[Image-grounded pointing data]
■ ■ ■ ■ ■

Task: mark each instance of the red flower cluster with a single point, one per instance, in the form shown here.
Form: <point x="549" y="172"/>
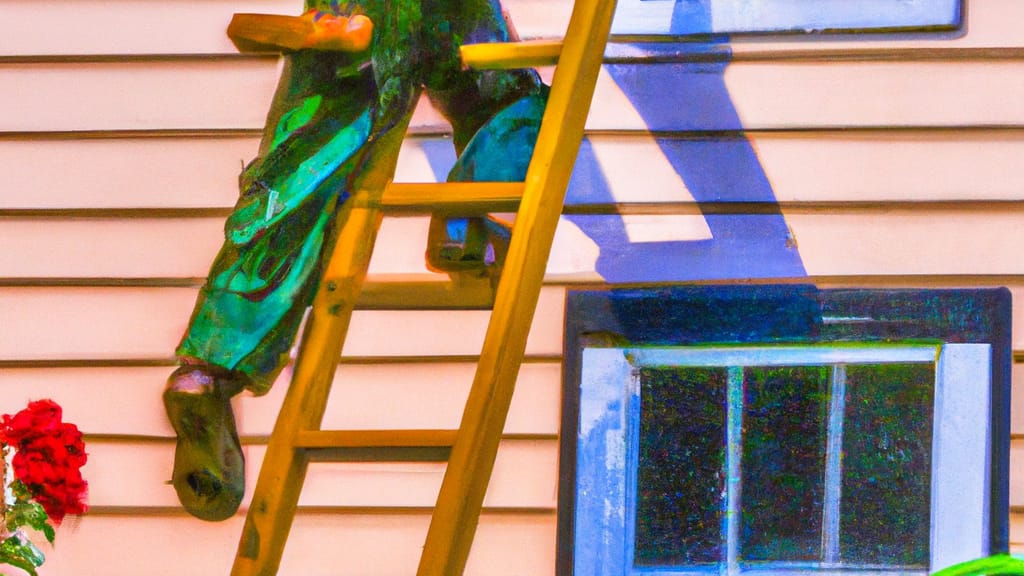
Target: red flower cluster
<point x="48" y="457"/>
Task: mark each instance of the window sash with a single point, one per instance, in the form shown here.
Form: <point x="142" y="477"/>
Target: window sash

■ ■ ■ ■ ■

> **INSTRUCTIONS TO FOLLOW**
In the entries above, some lines hold the string "shown". Copy each of them.

> **YOUR RESPONSE**
Task: mark each instance of the red flower cluster with a single point, one per instance, in the form shown here.
Task: mark each instance of the window sash with a single point, one per instance, in the form shown here.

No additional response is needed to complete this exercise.